• _MATERIAL PROVIDED_:
begin
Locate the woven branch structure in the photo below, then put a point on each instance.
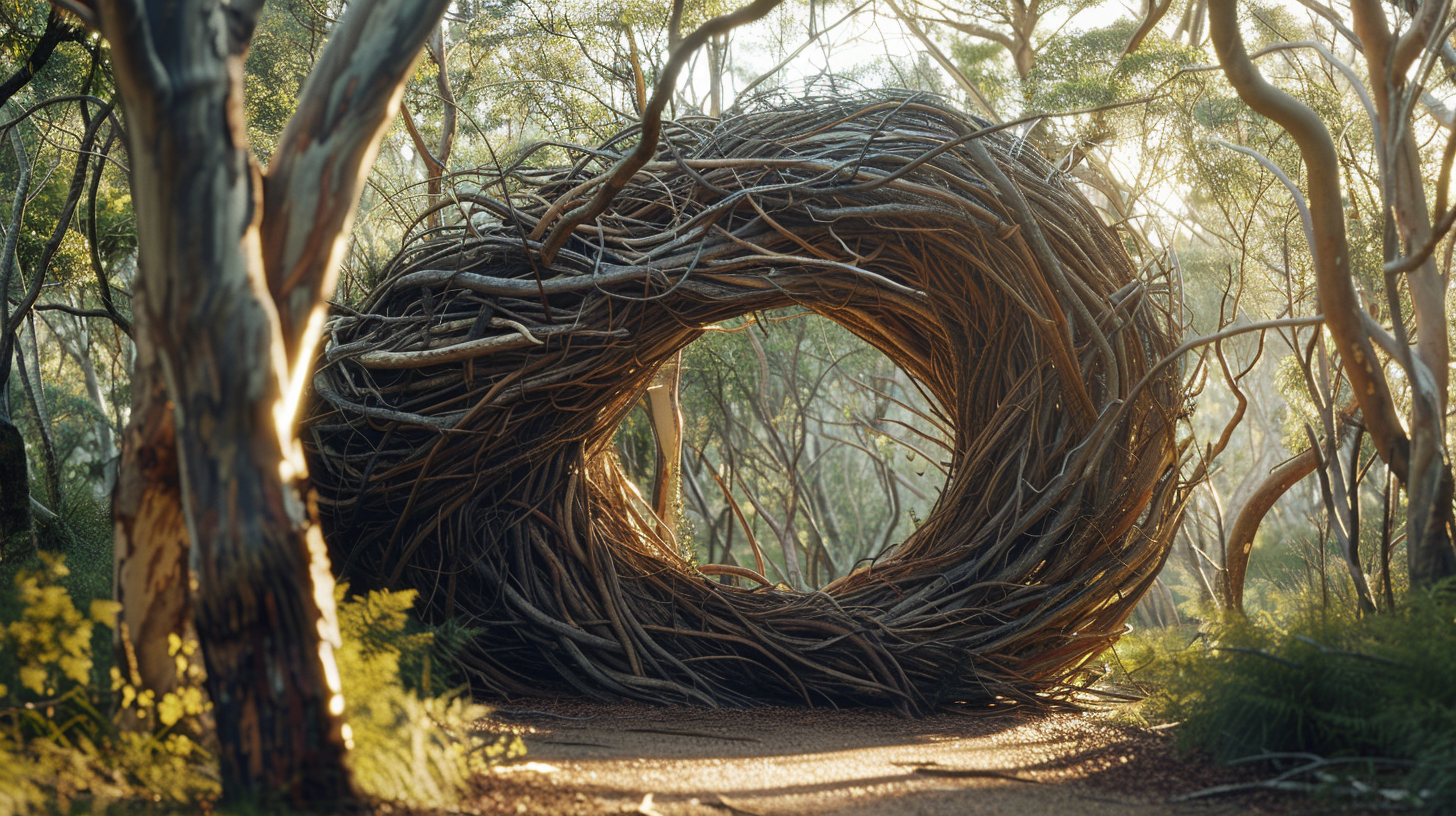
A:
(462, 424)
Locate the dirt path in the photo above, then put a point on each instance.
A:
(786, 761)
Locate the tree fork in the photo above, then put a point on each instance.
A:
(232, 287)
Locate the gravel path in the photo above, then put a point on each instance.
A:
(587, 759)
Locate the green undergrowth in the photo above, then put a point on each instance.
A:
(79, 736)
(1366, 703)
(412, 743)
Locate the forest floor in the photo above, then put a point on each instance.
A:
(587, 759)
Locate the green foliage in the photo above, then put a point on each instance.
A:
(408, 748)
(61, 738)
(1315, 681)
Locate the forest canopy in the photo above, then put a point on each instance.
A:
(198, 244)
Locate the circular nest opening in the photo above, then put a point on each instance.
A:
(462, 424)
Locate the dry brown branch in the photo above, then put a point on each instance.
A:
(489, 480)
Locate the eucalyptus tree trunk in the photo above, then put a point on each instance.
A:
(1414, 446)
(666, 416)
(233, 274)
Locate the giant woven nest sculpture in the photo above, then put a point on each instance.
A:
(462, 430)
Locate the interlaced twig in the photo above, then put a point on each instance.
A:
(462, 433)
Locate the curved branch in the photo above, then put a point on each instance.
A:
(1338, 300)
(651, 126)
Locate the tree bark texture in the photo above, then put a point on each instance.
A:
(230, 295)
(1420, 459)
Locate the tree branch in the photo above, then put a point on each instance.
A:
(1337, 295)
(325, 153)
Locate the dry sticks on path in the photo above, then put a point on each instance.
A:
(463, 418)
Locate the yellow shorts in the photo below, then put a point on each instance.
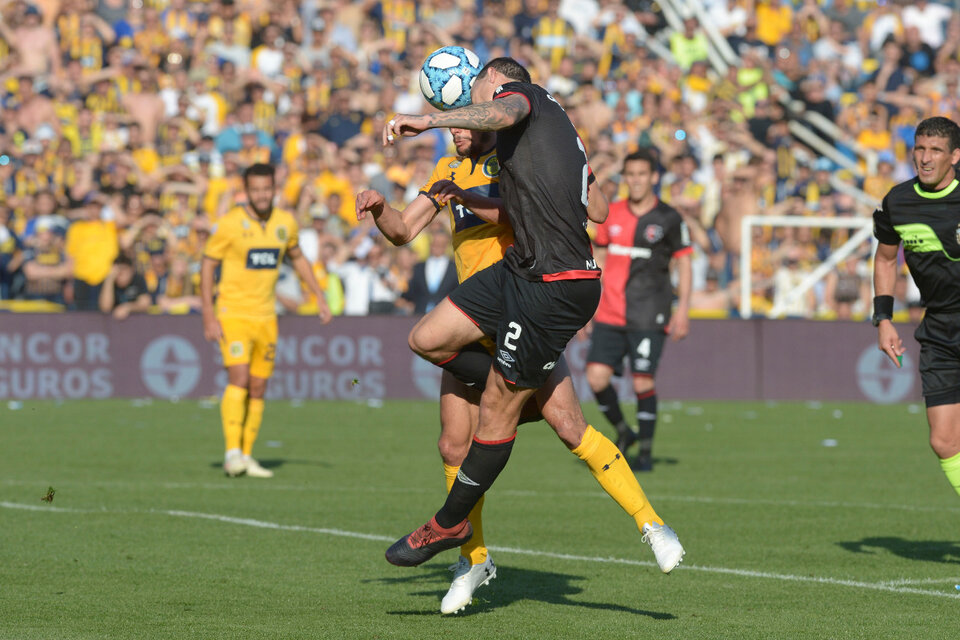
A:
(251, 341)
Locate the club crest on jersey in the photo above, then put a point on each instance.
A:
(491, 167)
(653, 233)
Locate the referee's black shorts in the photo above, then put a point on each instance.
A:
(532, 322)
(939, 338)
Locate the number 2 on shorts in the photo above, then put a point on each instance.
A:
(513, 334)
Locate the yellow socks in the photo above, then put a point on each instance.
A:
(251, 425)
(614, 474)
(232, 409)
(475, 550)
(951, 467)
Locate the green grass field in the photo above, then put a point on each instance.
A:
(785, 537)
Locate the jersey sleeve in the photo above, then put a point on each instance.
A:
(882, 226)
(518, 88)
(602, 238)
(434, 177)
(219, 241)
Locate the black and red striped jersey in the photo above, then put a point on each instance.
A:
(637, 292)
(543, 183)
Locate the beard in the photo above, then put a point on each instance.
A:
(263, 213)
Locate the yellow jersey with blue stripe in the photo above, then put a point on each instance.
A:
(476, 243)
(250, 252)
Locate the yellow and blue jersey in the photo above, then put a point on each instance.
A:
(250, 253)
(476, 243)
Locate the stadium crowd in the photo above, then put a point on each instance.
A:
(126, 125)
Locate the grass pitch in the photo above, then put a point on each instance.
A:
(800, 521)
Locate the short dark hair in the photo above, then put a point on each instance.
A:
(643, 154)
(940, 127)
(508, 67)
(259, 169)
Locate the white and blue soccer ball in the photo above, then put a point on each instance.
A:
(447, 75)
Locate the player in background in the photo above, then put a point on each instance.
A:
(533, 301)
(639, 239)
(924, 215)
(248, 244)
(477, 244)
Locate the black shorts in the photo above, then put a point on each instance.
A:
(531, 322)
(939, 338)
(610, 344)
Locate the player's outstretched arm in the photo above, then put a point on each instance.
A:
(487, 209)
(212, 330)
(597, 207)
(302, 267)
(884, 279)
(399, 227)
(482, 116)
(679, 326)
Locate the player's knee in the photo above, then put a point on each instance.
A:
(643, 384)
(598, 377)
(571, 433)
(418, 343)
(945, 444)
(452, 450)
(238, 377)
(257, 388)
(569, 425)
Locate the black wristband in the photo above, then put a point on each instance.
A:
(433, 200)
(883, 306)
(882, 309)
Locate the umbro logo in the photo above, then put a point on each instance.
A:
(606, 467)
(462, 477)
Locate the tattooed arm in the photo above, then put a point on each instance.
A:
(483, 116)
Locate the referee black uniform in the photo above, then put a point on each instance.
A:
(928, 225)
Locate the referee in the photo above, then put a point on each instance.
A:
(924, 215)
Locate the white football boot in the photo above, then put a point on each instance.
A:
(254, 470)
(234, 465)
(467, 578)
(666, 547)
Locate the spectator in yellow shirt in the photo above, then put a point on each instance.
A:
(92, 244)
(774, 21)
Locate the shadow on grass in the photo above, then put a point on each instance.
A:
(946, 551)
(518, 584)
(273, 463)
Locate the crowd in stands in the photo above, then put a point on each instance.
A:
(126, 125)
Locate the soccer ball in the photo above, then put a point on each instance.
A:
(447, 75)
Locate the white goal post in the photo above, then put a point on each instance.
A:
(864, 227)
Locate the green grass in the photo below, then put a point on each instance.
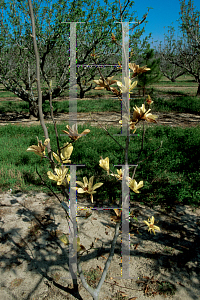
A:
(183, 104)
(170, 176)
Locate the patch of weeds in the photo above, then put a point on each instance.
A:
(168, 250)
(153, 287)
(166, 288)
(93, 276)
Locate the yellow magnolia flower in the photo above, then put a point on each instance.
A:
(137, 70)
(61, 174)
(133, 184)
(72, 132)
(149, 101)
(104, 163)
(151, 225)
(142, 114)
(65, 154)
(113, 38)
(87, 187)
(119, 175)
(128, 86)
(40, 149)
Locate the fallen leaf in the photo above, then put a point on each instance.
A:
(135, 246)
(100, 268)
(180, 284)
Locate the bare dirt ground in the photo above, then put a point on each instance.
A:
(34, 263)
(175, 119)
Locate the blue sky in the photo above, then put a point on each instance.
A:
(162, 14)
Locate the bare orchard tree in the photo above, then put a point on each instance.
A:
(17, 67)
(185, 52)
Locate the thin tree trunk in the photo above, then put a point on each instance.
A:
(198, 90)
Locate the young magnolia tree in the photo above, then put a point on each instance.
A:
(185, 52)
(60, 172)
(17, 64)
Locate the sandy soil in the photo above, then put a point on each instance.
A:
(34, 262)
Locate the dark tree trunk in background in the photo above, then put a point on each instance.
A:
(33, 109)
(198, 90)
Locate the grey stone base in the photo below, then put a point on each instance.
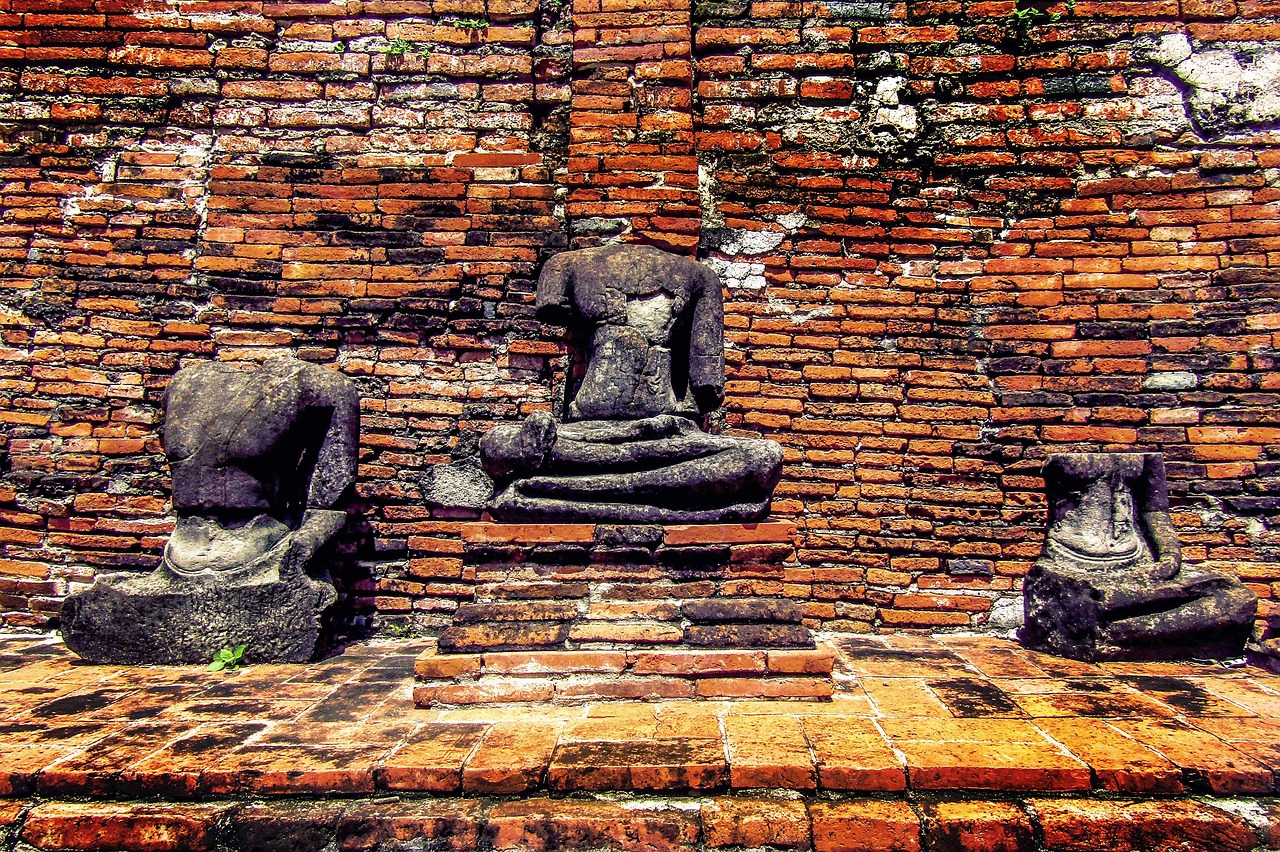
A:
(129, 619)
(1205, 615)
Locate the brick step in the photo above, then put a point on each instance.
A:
(501, 677)
(617, 635)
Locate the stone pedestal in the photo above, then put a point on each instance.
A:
(128, 619)
(597, 612)
(1111, 585)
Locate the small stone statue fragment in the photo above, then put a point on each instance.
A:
(259, 459)
(1111, 585)
(630, 449)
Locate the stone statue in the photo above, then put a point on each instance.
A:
(1111, 585)
(259, 459)
(631, 449)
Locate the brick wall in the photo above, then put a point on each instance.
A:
(954, 236)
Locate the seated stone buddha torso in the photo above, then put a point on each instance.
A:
(630, 448)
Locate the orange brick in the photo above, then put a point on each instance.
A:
(978, 827)
(1073, 825)
(864, 825)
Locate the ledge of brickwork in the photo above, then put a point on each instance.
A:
(913, 717)
(652, 824)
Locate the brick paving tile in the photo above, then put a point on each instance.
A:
(542, 825)
(977, 827)
(993, 658)
(512, 757)
(853, 755)
(1207, 763)
(640, 725)
(80, 704)
(931, 717)
(1061, 667)
(336, 733)
(1185, 696)
(688, 720)
(768, 751)
(21, 765)
(755, 823)
(71, 736)
(974, 697)
(876, 656)
(293, 770)
(433, 757)
(95, 770)
(1247, 692)
(1114, 701)
(983, 754)
(837, 706)
(97, 825)
(672, 764)
(1258, 738)
(219, 709)
(176, 769)
(411, 824)
(1119, 763)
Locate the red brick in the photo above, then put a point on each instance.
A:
(1133, 827)
(869, 825)
(540, 825)
(109, 825)
(755, 823)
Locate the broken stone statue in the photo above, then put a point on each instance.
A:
(259, 459)
(630, 449)
(1111, 585)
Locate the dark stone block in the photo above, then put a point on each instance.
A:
(748, 636)
(970, 567)
(512, 636)
(609, 535)
(745, 609)
(124, 621)
(694, 557)
(543, 610)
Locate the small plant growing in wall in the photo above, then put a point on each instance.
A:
(1024, 15)
(227, 659)
(398, 47)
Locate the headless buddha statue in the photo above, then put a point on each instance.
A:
(259, 458)
(631, 449)
(1111, 585)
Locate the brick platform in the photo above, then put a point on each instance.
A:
(941, 745)
(909, 715)
(574, 613)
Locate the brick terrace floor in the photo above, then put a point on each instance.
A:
end
• _DO THIS_:
Rewrite the stretch of rows from the line containing "Locate the headless" through the end of the rows, both ends included, reproducing each request unchanged and multiplying every point coordinate in the answers by 0.6, rounded to the nearest whole number with halves rounded up.

• _WRITTEN ANSWER_:
Locate the headless buddha statue in the photo above, then put a point on each instance.
A:
(155, 275)
(379, 269)
(667, 351)
Locate the brick platform in the photo above, then put a point on each instance.
A:
(565, 447)
(545, 429)
(344, 368)
Locate the brick terrace floor in the photo above, then put a point on each instance.
A:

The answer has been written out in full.